## INPUT ROWS:
▼▼▼

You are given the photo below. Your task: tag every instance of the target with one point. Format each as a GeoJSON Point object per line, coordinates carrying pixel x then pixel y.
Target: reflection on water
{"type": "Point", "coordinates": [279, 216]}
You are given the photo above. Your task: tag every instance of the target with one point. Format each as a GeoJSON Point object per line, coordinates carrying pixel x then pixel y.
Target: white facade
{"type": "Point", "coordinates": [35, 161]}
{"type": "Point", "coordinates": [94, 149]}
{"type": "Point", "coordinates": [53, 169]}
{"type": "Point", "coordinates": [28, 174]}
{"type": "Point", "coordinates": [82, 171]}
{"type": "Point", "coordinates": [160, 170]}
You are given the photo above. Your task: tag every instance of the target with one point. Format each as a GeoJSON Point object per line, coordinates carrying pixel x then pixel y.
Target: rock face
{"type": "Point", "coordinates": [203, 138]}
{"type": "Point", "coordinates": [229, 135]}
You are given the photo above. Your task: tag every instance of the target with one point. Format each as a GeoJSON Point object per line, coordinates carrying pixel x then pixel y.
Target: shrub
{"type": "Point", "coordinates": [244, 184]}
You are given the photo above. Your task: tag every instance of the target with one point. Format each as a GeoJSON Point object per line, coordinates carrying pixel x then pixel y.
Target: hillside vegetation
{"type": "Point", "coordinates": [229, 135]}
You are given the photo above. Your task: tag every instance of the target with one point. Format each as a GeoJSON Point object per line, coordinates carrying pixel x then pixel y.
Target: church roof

▲▲▲

## EXERCISE OBJECTIVE:
Lay out all of the data above as a Markdown table with two columns, Row and Data line, giving each line its own numbered row and leaving out blank lines.

## CORRECT ANSWER:
| Row | Data line |
|---|---|
| 1 | You are given the photo below. Your task: tag every instance of the target with one point. Format each as a GeoJSON Point object per line, coordinates carrying pixel x then pixel y. |
| 2 | Target: reflection on water |
| 3 | {"type": "Point", "coordinates": [279, 216]} |
| 4 | You are given the photo above. Your task: tag every instance of the target with one point. Format each as a GeoJSON Point object per line, coordinates carrying pixel x then pixel y. |
| 5 | Target: white facade |
| 6 | {"type": "Point", "coordinates": [35, 161]} |
| 7 | {"type": "Point", "coordinates": [94, 149]} |
| 8 | {"type": "Point", "coordinates": [53, 169]} |
| 9 | {"type": "Point", "coordinates": [28, 174]} |
| 10 | {"type": "Point", "coordinates": [82, 171]} |
| 11 | {"type": "Point", "coordinates": [160, 170]} |
| 12 | You are given the photo above. Your task: tag every instance of the target with one point. Format each as a GeoJSON Point object per line, coordinates carrying pixel x then pixel y. |
| 13 | Target: rock face |
| 14 | {"type": "Point", "coordinates": [203, 138]} |
| 15 | {"type": "Point", "coordinates": [229, 135]} |
| 16 | You are given the photo above. Your task: tag every instance of the target with one point. Format each as a GeoJSON Point object per line, coordinates carrying pixel x then pixel y. |
| 17 | Target: shrub |
| 18 | {"type": "Point", "coordinates": [244, 184]} |
| 19 | You are given the photo above. Your task: tag every instance of the target with one point. Format each as a GeoJSON Point object per line, coordinates carrying pixel x then pixel y. |
| 20 | Target: hillside vegetation |
| 21 | {"type": "Point", "coordinates": [229, 135]} |
| 22 | You are given the photo above. Your task: tag every instance of the target with one point. Format each as a GeoJSON Point object per line, coordinates carrying pixel x then pixel y. |
| 23 | Target: church roof |